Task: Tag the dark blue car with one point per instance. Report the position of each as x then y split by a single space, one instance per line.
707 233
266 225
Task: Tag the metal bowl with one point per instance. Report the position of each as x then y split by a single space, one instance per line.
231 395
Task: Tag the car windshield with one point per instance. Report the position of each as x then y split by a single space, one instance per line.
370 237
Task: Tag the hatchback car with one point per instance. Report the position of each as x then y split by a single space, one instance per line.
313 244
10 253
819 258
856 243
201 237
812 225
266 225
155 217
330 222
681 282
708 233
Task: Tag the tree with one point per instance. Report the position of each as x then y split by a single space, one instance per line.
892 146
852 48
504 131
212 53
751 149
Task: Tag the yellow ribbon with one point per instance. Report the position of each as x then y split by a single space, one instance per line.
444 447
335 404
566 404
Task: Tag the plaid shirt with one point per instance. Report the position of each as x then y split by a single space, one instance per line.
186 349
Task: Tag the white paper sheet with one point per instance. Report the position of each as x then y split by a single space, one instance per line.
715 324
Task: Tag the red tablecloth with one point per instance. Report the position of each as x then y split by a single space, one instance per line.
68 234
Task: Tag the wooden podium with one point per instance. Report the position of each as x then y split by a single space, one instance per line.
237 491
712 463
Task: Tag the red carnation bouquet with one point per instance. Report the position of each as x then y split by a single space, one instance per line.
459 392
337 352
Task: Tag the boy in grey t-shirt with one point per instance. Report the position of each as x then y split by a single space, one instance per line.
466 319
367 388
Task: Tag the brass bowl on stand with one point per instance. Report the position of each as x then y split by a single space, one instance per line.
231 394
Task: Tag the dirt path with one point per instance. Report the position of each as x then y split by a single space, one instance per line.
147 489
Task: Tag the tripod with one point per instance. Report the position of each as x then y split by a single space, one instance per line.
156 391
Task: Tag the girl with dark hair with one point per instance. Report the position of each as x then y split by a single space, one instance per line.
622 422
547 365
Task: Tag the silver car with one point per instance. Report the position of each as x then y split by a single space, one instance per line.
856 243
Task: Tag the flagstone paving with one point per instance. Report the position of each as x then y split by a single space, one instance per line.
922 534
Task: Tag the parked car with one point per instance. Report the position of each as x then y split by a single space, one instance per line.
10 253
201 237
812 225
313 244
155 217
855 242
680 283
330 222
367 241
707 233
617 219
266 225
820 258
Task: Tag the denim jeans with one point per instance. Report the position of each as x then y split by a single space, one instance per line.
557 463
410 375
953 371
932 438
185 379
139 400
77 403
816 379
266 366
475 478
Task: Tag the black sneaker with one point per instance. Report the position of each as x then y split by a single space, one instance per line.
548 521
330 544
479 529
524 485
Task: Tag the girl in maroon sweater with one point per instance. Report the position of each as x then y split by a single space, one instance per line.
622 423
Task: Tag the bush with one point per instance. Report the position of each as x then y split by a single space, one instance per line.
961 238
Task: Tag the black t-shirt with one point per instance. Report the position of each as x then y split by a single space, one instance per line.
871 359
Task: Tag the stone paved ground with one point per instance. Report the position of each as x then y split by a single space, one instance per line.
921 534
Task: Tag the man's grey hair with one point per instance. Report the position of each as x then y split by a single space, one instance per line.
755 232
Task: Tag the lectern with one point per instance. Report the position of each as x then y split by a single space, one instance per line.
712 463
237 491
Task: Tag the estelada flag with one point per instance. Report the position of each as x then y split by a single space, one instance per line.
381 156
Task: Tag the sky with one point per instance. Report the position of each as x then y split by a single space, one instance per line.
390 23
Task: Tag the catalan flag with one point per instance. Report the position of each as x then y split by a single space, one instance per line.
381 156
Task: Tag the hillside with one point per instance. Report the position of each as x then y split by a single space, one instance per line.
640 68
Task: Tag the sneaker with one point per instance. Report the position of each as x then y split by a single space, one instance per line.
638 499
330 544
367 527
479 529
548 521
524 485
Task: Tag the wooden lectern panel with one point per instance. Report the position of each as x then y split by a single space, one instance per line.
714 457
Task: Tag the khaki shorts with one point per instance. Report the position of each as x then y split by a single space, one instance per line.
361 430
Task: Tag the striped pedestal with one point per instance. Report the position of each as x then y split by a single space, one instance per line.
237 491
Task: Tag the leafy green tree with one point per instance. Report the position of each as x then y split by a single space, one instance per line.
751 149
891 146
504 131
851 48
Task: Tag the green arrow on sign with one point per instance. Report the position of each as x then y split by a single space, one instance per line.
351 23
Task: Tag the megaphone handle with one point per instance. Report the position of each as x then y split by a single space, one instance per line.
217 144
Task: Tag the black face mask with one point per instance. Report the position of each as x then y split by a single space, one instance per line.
****************
Written request:
Please reproduce each record precisely as written.

Result below:
Task: Tag the dark blue car with one point per instance. Report the position of each as x then y split by a single space, one instance per line.
707 233
266 225
Task: Tag the metal bowl with one point per instance. Report the position of each as x then y split by a single space, one instance per line.
231 395
Task: Tag the car windshield with one point per instance. Report the position of each as x then y split by a single space, one instance per line.
370 237
Task: Tag the hatchback car with one point per instance. Report the position of each as x then y split by a single space, one instance per line.
313 244
10 253
819 258
856 243
201 237
812 225
266 225
155 217
330 222
681 282
708 233
Task: Tag the tree with one point per instance. Report the position of each as x then y split by a single space, one instance per line.
892 146
852 48
504 131
212 53
751 149
Task: Tag the yellow ribbon with one point per instance. Report the position of each as x then y split by a single space, one instance per line.
444 447
335 404
566 404
Task: Tag the plaid shirt with one point per instance. Report the position of each as x then y split by a single space, one instance per line.
186 349
Task: Tag the white paper sheet with one point per instance. Report the position of each as x then y split by a single space, one instance per line.
715 324
Task: Tag the red tablecloth with one point per instance. Report the position of each as x then y split by a single space, one instance per line.
68 234
Task: Tag the wooden podium with one point per instance. Report the position of each as x then y split by a single space, one instance per line.
237 491
712 463
Task: Tag the red carnation bouquet with one point per instance. Report the position of each as x then y split by a single space, one instance per line.
459 392
337 352
Task: Tag the boy in grey t-shirt with one point per instance. Report the position of each as x then y split by a single space, one instance per line.
466 319
367 388
Task: Tag the brass bowl on stand with one point per instance. Report the position of each as x then y split by a single space, one instance per line.
231 394
Task: Tag the dirt path with one point per instance. Report the position of each as x then y split by a single space, one instance per line.
147 489
Task: Tag the tripod with one point per instance. Report the position of each as x then y split by a single space, one instance per line.
156 391
Task: Tag the girl with dark hair with one point per instance. Report the position of each as x then y split by a single space, one instance per line.
622 422
547 365
Task: Tag the silver car with one point per instance. Report the position of each as x then y split by a single space, one instance per line.
856 243
Task: Tag the flagstone paving with one point per instance. Report the position of each as x then y split by a single space, one instance per line.
922 534
Task: Tag the parked car with one point per instance. Report the position of each as x then y split by a single space, one instance per line.
10 253
201 237
812 225
313 244
155 217
855 242
680 283
330 222
367 241
707 233
617 219
266 225
820 258
Task: Tag the denim jeans with one point per instance. Report the position of each as x then y split by a single space, one instance per line.
557 463
410 375
953 371
932 438
185 379
139 400
77 403
816 379
266 366
475 478
Task: Tag the black sneaker with one point per instance. Report the position of each as x then y split by a single space, one instance per line.
548 521
330 544
479 529
524 485
Task: Tag the girl in maroon sweater with one point per instance. Report the position of each as x then y split by a single space, one instance per line.
622 423
Task: Tag the bush with one point per instance. Report the position of each as x then y split by a single space, one instance per line.
961 238
Task: Tag the black t-shirt with one point per instance. Report the position of each as x then y split by a single space, one instance per line.
871 359
Task: Tag the stone paved ground with one point per instance. Report the position of each as x then y split by a single space, one instance per line.
921 534
Task: Tag the man's grey hair with one point per instance. Report the position of each as x then y split by a single space, one instance per line.
755 232
Task: Tag the lectern with one point per instance. Report the position of each as x then y split by a single space, one instance per line.
712 463
237 491
Task: Tag the estelada flag with one point per instance. Report the position of each as x then y split by a single space, one instance per line.
381 156
Task: Tag the sky with one point per instance. Report the position of each as x then y split by a single space, one instance per line.
390 23
Task: Tag the catalan flag with one point per instance. Report the position of each as x then y split by a single space, one instance per line.
381 156
Task: Tag the hillside with one point per instance. Report the position of each as x then y split by a single space, one instance per line.
640 68
Task: Tag the sneaker with one point per instance. Report the position of each as x then y split by a single space, one instance per line.
638 499
330 544
367 527
479 529
548 521
524 485
Task: Tag the wooden lectern panel with one point per instance. Report the position of each as x then y split by a single space, one instance per line.
714 457
Task: Tag the khaki shorts with one point per instance. Report the position of each as x then y split by a single space, one instance per line.
361 430
Task: Tag the striped pedestal with one point per instance. Report the position of each as x then y split by a single space, one instance per line.
237 491
Task: Tag the leafy green tree with one point per instance. Report the position of each as x then y split by a single space, one instance per line.
751 149
891 146
504 131
851 48
Task: Tag the green arrow on sign with one point per instance. Report the position of each as x then y split by a single space, one instance per line.
351 23
Task: Tag the megaphone handle with one point per instance. Report the position of each as x then y split by a single space, one instance per line.
217 144
Task: Tag the black face mask with one point per instance. Report the position of each as x then y split by a single space, one instance per line.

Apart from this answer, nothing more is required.